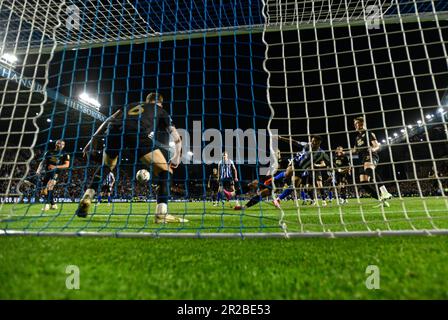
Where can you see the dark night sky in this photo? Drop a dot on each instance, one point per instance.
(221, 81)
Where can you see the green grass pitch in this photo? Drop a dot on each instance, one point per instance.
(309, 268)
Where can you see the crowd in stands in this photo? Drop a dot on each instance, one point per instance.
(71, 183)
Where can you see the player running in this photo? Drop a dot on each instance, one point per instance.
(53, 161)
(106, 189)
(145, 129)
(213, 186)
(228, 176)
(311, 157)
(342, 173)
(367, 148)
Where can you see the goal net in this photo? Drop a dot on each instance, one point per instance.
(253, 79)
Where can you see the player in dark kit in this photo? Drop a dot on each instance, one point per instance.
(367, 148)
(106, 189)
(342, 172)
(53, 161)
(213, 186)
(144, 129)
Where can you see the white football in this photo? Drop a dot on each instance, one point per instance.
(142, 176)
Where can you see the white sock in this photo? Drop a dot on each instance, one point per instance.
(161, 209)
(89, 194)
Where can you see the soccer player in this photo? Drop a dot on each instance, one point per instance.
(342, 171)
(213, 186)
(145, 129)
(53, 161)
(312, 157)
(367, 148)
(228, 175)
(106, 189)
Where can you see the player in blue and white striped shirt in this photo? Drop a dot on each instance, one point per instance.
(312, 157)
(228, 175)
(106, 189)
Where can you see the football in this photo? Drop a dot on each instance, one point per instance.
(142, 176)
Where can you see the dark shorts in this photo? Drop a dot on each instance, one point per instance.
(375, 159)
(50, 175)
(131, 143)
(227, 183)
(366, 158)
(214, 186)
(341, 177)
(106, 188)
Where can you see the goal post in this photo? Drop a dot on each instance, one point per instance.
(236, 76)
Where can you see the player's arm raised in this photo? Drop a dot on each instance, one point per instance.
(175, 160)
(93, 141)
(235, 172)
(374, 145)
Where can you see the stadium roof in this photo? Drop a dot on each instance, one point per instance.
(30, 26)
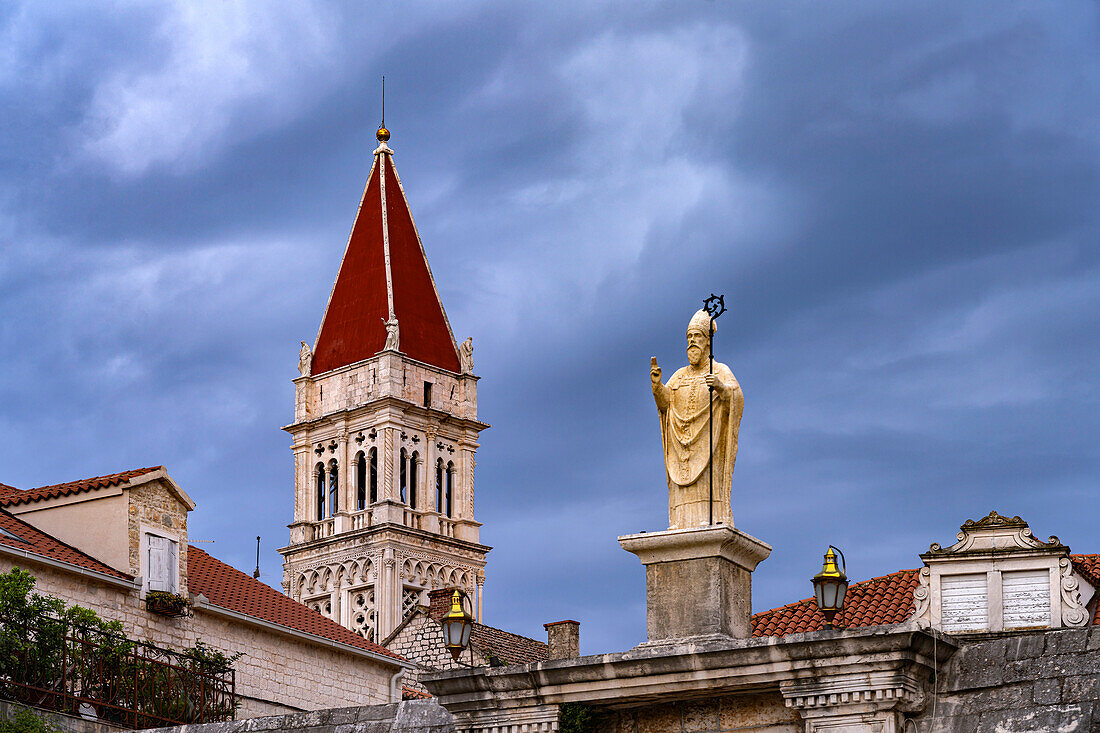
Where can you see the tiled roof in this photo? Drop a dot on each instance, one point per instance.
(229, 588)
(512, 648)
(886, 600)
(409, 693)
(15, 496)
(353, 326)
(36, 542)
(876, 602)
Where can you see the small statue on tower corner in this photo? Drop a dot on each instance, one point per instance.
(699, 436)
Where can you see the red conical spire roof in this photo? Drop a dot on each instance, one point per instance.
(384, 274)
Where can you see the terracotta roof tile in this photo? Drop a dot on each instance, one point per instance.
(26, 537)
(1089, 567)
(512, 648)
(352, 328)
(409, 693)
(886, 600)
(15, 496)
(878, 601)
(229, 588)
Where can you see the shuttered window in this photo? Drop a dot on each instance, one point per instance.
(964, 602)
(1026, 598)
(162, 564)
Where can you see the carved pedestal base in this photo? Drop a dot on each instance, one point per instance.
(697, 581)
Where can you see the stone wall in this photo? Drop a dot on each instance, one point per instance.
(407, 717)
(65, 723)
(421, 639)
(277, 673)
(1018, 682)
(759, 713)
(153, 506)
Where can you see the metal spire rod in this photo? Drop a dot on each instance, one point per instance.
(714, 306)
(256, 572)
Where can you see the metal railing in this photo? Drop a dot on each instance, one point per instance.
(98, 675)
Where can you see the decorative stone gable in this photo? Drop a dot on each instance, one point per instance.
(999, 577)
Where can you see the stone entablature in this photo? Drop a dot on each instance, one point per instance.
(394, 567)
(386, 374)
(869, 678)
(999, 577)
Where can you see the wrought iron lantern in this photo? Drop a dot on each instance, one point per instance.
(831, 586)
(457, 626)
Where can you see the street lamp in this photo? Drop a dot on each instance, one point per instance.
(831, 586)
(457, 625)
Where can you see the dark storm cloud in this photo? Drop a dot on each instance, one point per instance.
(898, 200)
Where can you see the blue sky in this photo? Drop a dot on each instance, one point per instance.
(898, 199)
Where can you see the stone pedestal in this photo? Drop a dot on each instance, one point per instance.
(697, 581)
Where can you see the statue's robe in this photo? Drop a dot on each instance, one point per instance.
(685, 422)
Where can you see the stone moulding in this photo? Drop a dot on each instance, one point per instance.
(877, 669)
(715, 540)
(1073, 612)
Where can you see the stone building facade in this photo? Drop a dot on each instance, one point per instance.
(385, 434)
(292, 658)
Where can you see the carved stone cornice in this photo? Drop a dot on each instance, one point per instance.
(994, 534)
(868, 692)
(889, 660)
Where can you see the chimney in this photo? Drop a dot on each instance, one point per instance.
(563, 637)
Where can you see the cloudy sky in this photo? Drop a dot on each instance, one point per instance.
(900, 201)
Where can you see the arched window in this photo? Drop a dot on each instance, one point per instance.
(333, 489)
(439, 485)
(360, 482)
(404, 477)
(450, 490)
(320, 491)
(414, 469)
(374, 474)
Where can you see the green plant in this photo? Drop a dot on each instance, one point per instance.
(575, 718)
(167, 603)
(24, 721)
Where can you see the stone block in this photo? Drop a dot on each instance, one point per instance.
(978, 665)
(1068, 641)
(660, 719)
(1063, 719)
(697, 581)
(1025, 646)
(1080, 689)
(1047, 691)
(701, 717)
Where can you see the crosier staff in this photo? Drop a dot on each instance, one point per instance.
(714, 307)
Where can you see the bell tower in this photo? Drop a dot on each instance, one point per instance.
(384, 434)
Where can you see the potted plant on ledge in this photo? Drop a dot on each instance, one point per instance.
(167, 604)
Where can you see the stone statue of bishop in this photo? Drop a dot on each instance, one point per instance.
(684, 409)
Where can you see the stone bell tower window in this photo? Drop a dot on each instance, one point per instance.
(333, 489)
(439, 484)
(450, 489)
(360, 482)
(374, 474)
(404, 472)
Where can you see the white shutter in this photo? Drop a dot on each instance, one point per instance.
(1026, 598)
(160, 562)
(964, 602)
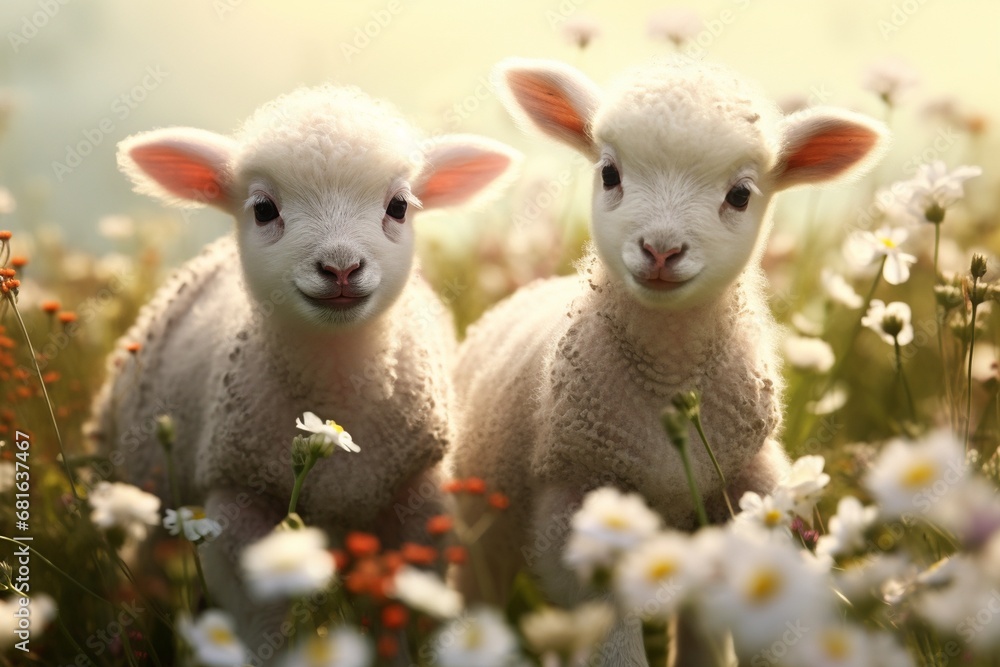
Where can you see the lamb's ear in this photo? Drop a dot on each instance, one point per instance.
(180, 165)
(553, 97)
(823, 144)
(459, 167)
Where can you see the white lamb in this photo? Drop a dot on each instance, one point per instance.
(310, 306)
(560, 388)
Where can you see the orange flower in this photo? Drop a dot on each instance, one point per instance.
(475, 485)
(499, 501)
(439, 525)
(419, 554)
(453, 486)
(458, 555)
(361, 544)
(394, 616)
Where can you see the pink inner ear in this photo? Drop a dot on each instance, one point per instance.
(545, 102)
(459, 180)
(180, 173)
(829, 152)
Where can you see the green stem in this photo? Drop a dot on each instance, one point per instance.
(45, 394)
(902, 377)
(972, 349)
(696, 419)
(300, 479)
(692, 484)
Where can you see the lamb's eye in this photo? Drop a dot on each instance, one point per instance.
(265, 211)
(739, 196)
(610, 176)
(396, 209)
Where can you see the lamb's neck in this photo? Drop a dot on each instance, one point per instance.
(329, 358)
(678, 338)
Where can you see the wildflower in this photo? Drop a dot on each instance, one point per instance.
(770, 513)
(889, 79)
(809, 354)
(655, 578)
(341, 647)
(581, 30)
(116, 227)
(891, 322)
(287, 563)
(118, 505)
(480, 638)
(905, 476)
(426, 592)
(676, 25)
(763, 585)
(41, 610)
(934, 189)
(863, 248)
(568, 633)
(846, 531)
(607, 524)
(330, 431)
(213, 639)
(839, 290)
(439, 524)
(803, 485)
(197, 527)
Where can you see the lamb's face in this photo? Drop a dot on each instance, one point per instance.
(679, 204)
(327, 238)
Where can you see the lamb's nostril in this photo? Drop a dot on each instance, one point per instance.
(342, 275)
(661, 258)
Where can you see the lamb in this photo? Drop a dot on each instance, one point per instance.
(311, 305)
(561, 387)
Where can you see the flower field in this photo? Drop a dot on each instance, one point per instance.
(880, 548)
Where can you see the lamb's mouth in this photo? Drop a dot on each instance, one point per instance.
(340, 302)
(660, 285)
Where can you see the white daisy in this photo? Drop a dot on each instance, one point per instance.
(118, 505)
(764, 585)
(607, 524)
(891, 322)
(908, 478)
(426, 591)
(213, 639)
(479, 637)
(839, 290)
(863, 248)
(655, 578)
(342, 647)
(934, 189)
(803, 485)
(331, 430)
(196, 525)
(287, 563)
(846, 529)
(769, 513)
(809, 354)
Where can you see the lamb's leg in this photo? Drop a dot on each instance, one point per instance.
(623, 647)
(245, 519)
_ _ _ _ _
Exercise prompt: Express the lines from the one containing "Where can you see the green stem" through the last line as a JSON list of strings, one string per line, with blank lines left out.

Result of this task:
[
  "Where can you see the green stem in this photo? Drop a dot on each instance, one point per instance.",
  "(45, 394)",
  "(902, 377)",
  "(972, 349)",
  "(696, 419)",
  "(300, 479)",
  "(692, 484)",
  "Where can you see the lamb's eye in this photo? Drop a dot on each instance, one point per instance.",
  "(265, 211)",
  "(739, 196)",
  "(610, 176)",
  "(396, 209)",
  "Where can you see the lamb's neck in this photo? Drop a dot on each instance, one point per instance.",
  "(329, 358)",
  "(678, 338)",
  "Where can you see the wildflower in this photo? Drop a dot on each instance, one point per instance.",
  "(770, 513)",
  "(889, 79)",
  "(809, 354)",
  "(655, 578)",
  "(341, 647)",
  "(581, 30)",
  "(116, 227)",
  "(891, 322)",
  "(287, 563)",
  "(118, 505)",
  "(480, 638)",
  "(905, 476)",
  "(426, 592)",
  "(676, 25)",
  "(763, 585)",
  "(41, 610)",
  "(934, 189)",
  "(863, 248)",
  "(568, 633)",
  "(846, 531)",
  "(607, 524)",
  "(330, 431)",
  "(213, 639)",
  "(839, 290)",
  "(439, 524)",
  "(803, 485)",
  "(197, 527)",
  "Where can you see the lamb's face in this photo? Drop a dot on each instance, one point per instance.",
  "(679, 204)",
  "(327, 238)",
  "Where can you see the lamb's nostril in this photo? Drop a dot on each instance, one point per instance.",
  "(342, 275)",
  "(661, 258)",
  "Where can you see the lamb in this photo? Drop a dot on each instance, one point per instance.",
  "(311, 305)",
  "(561, 387)",
  "Where can you see the flower field in this photo? Drop a dot on each instance, one point per instance.",
  "(880, 548)",
  "Where can you see the lamb's mouth in this photo? Drop a dot on each instance, one point per instance.",
  "(340, 302)",
  "(660, 285)",
  "Where can you see the white daisy in this photo? Drop a dot on each instance, one point per instance.",
  "(118, 505)",
  "(764, 585)",
  "(607, 524)",
  "(891, 322)",
  "(908, 478)",
  "(426, 591)",
  "(213, 639)",
  "(479, 637)",
  "(839, 290)",
  "(863, 248)",
  "(655, 578)",
  "(342, 647)",
  "(934, 189)",
  "(803, 485)",
  "(331, 430)",
  "(196, 525)",
  "(287, 563)",
  "(846, 529)",
  "(769, 513)",
  "(809, 354)",
  "Where can you see the lamb's leg in this photo? Drop a dot on each instance, one point per instance.",
  "(623, 647)",
  "(245, 519)"
]